◆ ACTIVITY
The result should be every line of the listing that contains "vegetables".

◆ DATA TO USE
>>>>>
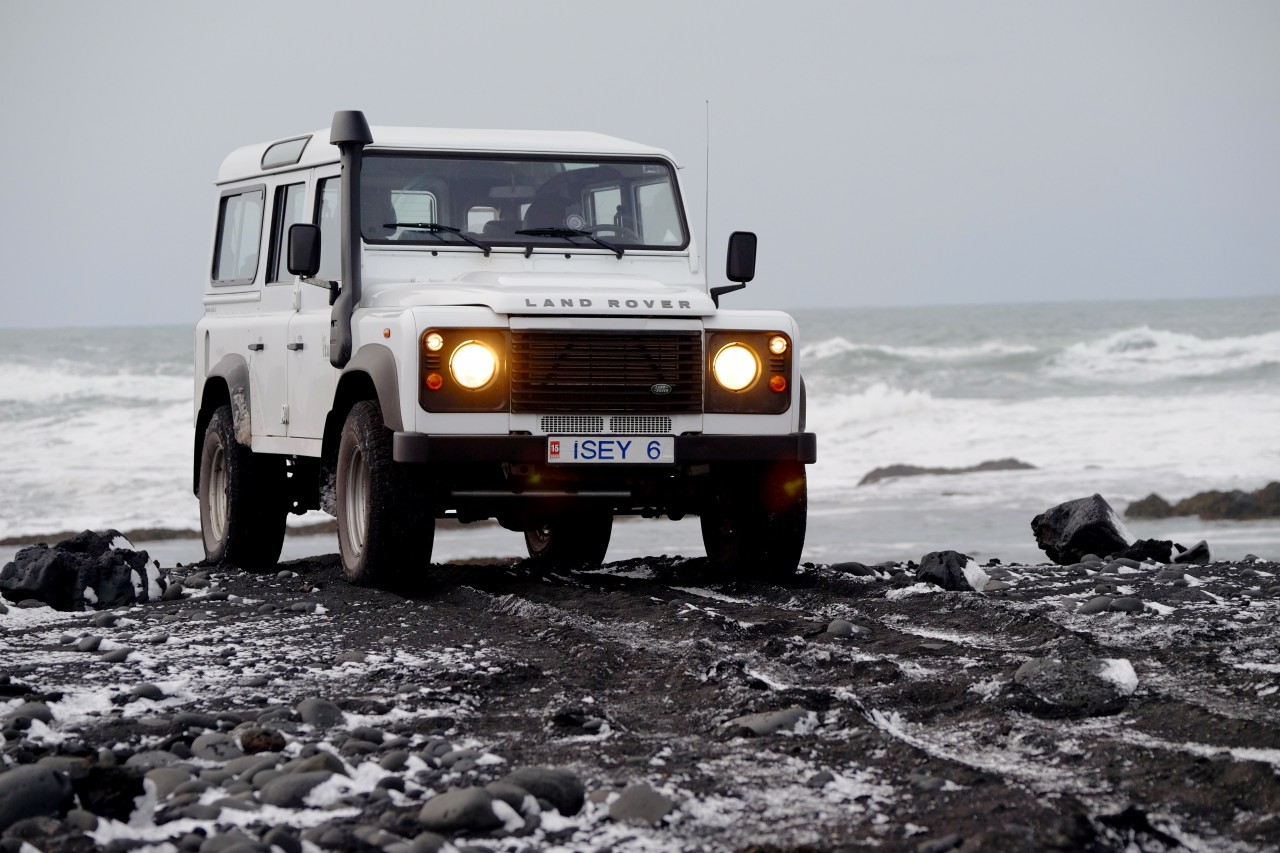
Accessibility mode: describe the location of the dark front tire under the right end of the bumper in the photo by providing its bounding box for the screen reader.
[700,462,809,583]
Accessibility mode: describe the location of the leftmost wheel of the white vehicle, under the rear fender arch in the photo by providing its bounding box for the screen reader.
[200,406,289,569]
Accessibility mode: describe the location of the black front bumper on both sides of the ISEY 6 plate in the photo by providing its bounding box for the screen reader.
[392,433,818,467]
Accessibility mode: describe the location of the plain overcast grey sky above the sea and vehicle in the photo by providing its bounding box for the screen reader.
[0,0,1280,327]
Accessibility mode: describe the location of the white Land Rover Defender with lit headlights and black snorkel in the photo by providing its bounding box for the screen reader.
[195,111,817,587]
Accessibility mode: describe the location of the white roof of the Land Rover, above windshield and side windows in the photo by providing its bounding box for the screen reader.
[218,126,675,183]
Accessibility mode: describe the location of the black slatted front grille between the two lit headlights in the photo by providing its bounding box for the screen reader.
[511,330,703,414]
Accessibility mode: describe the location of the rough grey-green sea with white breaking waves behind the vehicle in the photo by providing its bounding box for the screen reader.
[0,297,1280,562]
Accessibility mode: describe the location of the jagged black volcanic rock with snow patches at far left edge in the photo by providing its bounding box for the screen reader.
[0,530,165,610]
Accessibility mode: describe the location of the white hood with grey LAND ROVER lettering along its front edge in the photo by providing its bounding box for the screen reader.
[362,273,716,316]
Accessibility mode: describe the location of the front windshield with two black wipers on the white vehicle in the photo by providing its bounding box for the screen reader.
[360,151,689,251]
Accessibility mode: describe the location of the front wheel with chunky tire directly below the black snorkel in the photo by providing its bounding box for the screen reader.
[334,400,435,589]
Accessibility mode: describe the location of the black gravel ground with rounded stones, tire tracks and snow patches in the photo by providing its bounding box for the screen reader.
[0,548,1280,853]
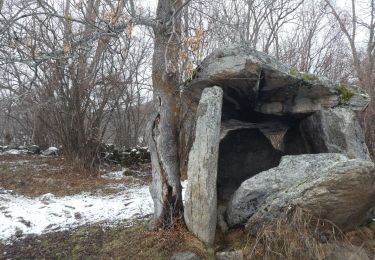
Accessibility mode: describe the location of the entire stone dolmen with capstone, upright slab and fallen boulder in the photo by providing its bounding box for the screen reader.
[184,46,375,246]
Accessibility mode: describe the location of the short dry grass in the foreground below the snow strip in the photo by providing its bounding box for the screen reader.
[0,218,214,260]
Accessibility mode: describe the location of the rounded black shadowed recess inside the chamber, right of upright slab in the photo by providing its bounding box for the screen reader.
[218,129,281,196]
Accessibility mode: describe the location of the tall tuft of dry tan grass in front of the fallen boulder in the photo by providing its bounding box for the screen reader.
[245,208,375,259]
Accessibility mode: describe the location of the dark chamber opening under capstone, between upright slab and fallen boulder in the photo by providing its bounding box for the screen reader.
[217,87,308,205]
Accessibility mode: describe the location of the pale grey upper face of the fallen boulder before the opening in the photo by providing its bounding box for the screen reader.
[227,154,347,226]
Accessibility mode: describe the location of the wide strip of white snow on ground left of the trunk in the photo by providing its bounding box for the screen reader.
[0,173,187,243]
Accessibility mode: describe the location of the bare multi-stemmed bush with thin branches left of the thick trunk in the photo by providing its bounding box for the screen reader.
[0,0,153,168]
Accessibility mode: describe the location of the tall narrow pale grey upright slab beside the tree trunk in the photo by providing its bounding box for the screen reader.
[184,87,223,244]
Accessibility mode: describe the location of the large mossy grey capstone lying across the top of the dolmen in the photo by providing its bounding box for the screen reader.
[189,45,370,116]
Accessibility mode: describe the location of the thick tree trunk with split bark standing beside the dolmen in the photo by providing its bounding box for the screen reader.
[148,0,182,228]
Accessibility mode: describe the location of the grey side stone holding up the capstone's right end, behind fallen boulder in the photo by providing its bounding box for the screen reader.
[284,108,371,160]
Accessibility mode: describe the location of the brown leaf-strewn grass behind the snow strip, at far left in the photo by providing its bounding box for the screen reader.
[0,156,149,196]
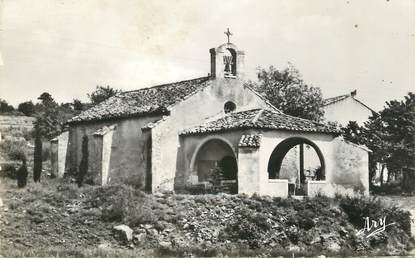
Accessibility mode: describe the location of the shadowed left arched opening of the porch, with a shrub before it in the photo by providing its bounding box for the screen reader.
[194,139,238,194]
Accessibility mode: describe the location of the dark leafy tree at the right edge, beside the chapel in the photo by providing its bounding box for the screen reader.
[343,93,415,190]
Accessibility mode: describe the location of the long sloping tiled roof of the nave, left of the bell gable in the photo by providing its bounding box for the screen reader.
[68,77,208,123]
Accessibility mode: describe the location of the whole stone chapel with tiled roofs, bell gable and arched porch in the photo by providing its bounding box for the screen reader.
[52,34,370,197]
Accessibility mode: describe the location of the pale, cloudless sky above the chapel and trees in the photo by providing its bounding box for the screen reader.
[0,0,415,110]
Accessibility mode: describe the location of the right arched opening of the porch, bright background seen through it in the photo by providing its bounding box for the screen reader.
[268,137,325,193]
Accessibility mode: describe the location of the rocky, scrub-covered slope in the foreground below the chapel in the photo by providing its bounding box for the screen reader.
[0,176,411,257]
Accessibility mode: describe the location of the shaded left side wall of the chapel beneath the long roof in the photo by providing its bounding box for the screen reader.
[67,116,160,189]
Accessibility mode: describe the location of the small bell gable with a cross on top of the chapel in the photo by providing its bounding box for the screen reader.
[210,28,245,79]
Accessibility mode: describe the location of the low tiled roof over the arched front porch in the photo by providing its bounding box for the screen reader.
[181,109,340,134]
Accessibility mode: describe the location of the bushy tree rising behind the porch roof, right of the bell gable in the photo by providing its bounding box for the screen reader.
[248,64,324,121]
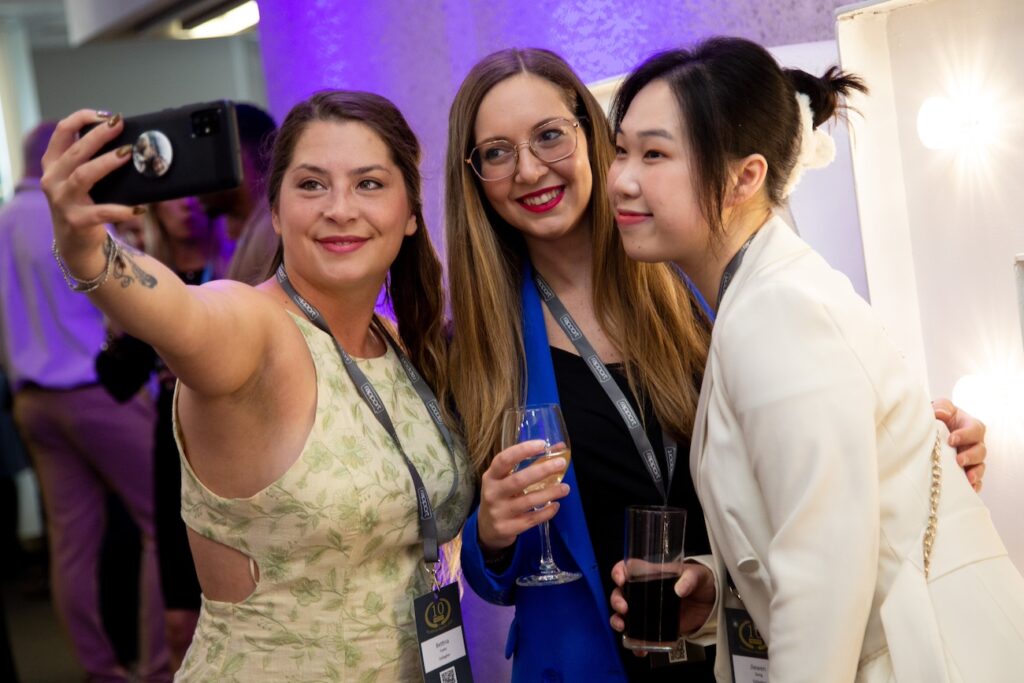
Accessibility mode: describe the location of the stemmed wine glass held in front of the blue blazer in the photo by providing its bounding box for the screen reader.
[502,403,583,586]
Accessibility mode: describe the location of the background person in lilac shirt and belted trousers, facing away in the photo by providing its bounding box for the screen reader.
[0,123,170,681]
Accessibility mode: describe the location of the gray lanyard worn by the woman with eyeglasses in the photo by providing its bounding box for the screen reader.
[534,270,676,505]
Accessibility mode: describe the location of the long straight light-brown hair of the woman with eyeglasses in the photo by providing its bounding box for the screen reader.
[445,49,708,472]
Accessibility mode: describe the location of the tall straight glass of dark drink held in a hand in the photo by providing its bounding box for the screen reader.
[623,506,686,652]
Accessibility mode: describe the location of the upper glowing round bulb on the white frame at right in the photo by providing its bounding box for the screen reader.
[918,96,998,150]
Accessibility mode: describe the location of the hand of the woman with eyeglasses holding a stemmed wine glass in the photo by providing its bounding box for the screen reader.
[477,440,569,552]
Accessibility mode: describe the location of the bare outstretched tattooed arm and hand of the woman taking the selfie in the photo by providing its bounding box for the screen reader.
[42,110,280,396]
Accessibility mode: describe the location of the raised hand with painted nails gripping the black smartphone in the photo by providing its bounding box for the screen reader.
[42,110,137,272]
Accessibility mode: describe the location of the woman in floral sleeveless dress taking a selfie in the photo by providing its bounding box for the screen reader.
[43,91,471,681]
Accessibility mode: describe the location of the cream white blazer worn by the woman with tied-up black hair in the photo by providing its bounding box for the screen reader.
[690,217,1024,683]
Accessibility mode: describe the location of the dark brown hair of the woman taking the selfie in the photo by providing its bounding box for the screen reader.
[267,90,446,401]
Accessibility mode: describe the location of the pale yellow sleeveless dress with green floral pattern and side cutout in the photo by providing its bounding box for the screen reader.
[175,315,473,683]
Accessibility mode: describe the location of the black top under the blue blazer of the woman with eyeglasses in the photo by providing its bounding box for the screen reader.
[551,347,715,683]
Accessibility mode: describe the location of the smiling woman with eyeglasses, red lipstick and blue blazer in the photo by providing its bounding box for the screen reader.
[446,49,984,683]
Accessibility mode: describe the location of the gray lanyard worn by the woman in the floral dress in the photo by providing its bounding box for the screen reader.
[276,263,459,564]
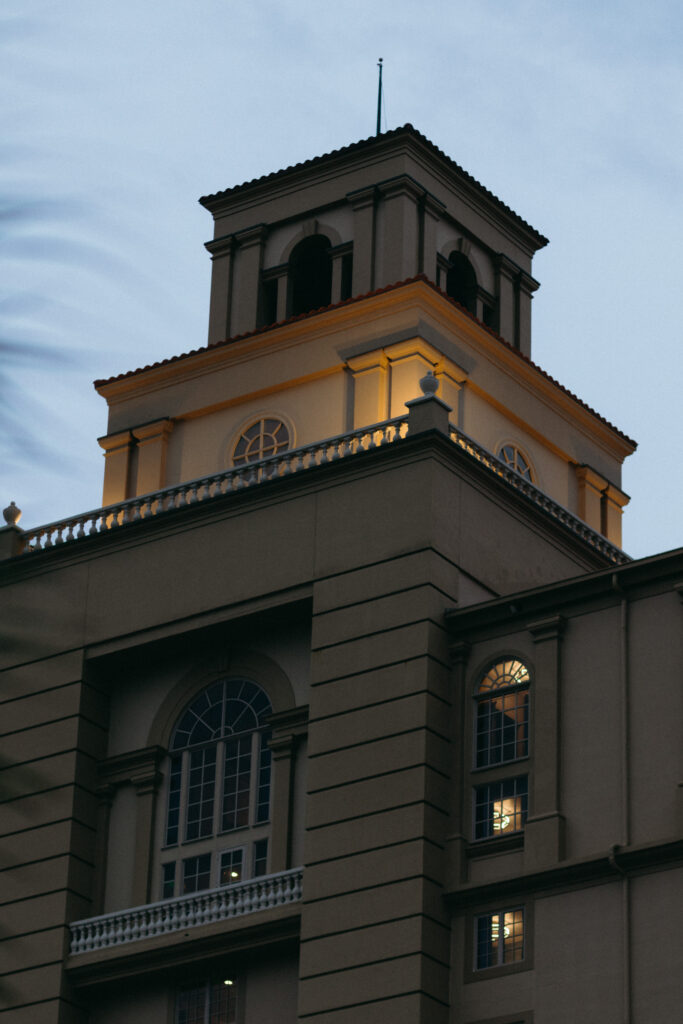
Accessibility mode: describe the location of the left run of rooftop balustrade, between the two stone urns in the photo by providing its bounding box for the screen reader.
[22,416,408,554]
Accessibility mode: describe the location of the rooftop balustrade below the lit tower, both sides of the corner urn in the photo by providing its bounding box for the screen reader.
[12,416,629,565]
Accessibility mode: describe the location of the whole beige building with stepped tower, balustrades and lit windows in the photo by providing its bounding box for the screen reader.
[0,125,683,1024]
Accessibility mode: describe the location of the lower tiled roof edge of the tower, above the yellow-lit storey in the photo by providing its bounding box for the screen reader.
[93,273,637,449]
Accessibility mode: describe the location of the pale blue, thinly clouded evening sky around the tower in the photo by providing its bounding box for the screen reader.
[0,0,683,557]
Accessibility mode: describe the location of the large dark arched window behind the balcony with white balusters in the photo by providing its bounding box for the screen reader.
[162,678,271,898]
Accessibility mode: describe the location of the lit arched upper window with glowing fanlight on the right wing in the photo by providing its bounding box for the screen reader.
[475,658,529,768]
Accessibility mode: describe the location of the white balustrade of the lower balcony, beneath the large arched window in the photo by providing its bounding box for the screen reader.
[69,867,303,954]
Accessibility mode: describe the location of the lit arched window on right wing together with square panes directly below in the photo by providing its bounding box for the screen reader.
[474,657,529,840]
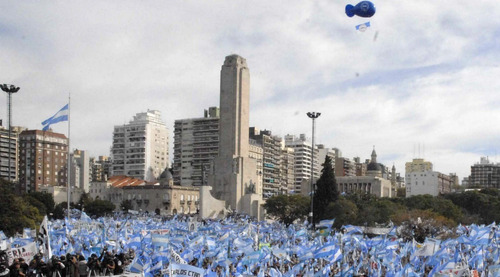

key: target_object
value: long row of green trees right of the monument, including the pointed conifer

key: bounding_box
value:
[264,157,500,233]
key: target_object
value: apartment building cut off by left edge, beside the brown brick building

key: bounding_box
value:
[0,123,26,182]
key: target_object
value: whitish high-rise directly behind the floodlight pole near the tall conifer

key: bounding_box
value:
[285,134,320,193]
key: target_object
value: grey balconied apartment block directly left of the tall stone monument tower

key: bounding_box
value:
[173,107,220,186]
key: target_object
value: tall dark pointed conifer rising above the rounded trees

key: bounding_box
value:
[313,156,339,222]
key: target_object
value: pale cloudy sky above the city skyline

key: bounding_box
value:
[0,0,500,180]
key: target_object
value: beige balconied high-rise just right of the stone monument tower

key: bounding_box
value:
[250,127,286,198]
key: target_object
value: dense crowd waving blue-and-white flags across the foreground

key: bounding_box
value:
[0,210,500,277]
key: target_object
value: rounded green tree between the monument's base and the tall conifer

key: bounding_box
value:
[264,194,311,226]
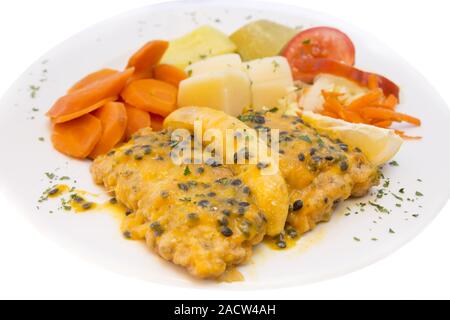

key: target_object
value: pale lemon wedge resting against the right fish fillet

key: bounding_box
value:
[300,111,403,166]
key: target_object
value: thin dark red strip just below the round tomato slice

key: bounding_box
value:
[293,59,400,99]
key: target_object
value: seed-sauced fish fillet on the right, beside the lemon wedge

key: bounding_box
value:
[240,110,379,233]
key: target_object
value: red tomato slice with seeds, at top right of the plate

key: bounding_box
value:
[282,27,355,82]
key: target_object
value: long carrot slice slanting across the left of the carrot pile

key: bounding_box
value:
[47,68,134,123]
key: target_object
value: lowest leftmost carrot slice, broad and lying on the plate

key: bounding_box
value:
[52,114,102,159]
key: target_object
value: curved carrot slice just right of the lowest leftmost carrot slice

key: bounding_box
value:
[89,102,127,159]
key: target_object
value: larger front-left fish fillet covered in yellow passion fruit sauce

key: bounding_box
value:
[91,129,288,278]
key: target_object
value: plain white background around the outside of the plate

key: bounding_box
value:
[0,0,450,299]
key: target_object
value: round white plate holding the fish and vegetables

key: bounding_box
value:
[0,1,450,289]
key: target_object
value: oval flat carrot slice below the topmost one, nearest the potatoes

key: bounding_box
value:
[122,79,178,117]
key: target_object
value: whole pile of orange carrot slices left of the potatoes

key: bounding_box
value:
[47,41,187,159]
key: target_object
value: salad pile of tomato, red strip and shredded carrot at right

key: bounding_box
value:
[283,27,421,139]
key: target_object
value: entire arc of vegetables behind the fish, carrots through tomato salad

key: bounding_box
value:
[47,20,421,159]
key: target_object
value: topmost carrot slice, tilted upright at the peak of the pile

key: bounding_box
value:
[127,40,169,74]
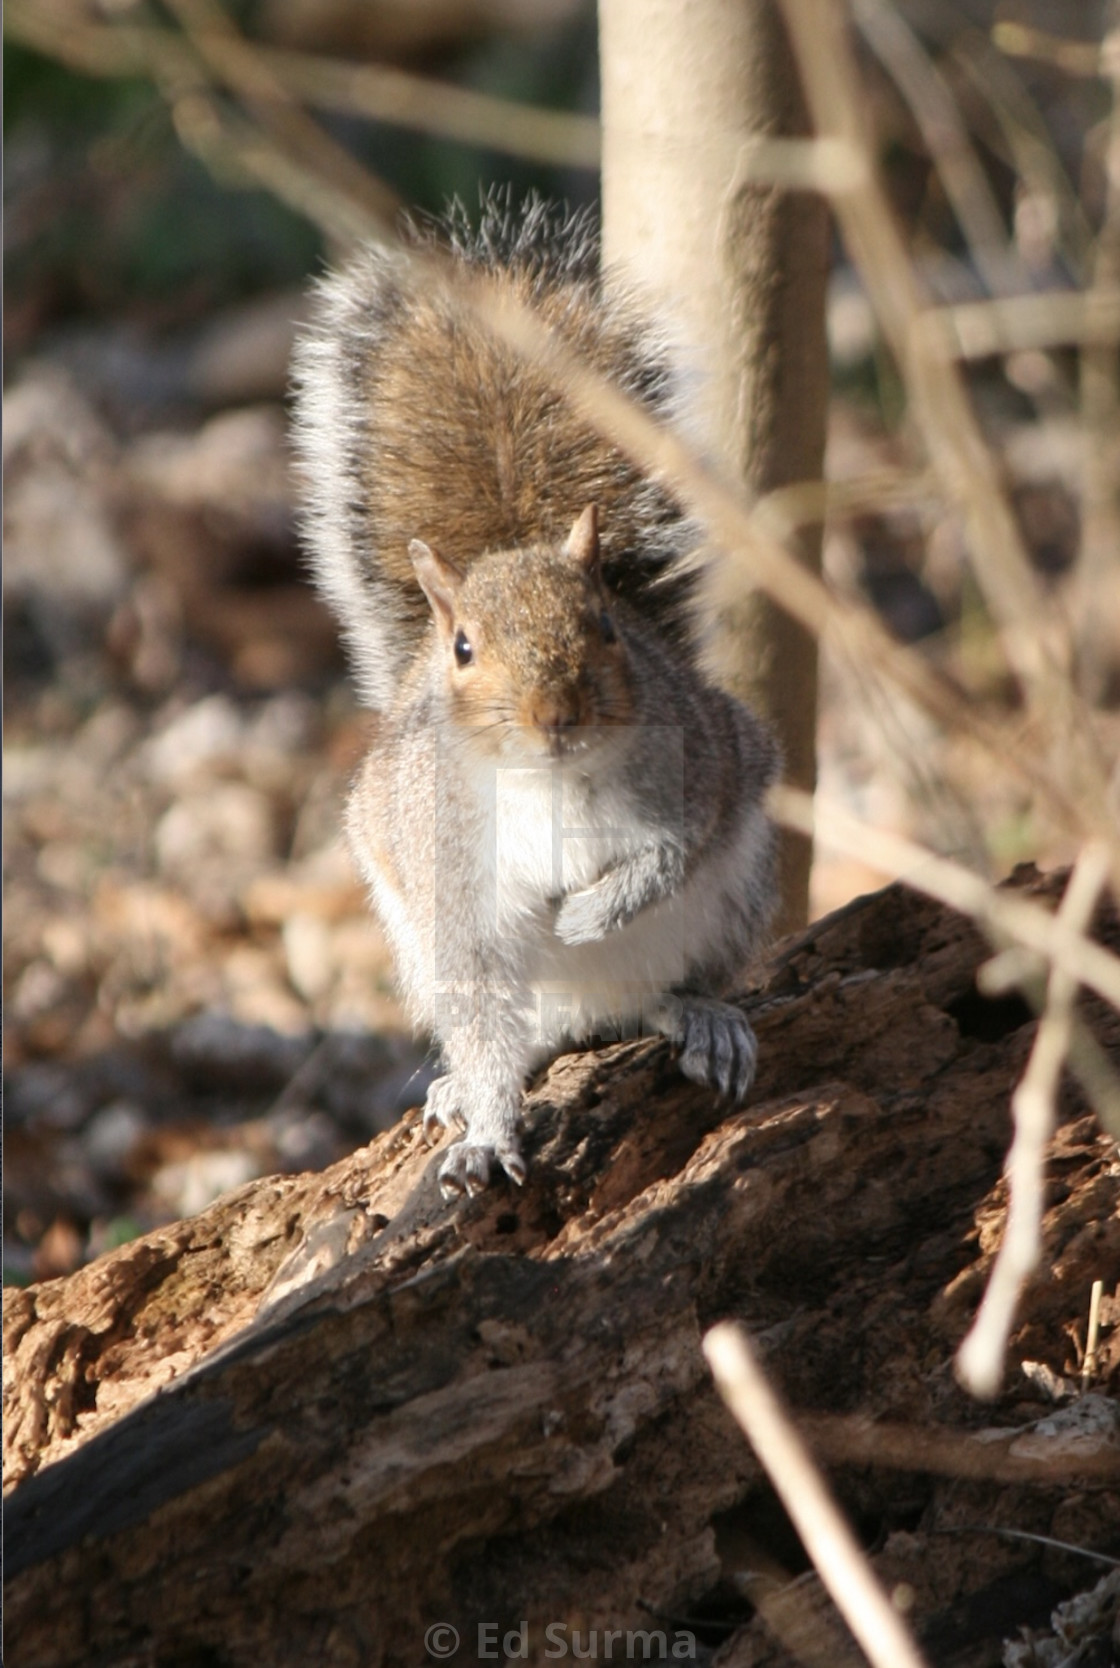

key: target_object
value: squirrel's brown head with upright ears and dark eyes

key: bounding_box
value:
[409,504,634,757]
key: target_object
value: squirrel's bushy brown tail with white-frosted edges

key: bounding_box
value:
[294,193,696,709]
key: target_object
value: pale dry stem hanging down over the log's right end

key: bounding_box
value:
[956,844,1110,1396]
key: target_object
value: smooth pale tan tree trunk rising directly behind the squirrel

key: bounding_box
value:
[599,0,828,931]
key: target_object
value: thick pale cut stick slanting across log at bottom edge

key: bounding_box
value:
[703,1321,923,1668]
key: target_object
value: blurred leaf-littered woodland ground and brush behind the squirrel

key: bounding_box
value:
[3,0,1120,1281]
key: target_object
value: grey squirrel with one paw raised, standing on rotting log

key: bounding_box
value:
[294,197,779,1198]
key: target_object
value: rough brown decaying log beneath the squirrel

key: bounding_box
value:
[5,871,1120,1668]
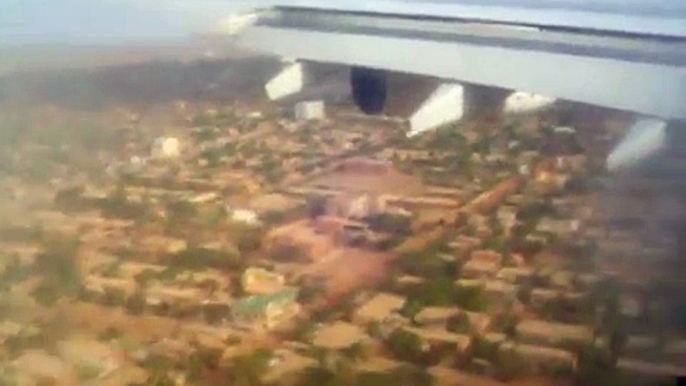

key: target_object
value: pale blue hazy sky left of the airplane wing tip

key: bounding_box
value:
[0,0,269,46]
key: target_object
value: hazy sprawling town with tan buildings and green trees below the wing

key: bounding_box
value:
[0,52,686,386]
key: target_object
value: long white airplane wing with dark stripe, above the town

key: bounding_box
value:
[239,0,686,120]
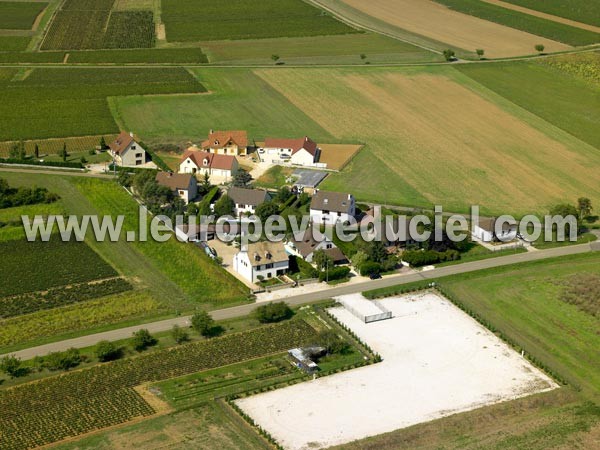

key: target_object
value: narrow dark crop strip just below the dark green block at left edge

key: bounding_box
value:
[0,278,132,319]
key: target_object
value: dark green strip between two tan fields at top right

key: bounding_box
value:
<<<<<
◆ OUTPUT FOR THIS EXERCISE
value: round white plate holding the fish and vegetables
value: entire arc of vegetables behind the fish, carrots through tomato salad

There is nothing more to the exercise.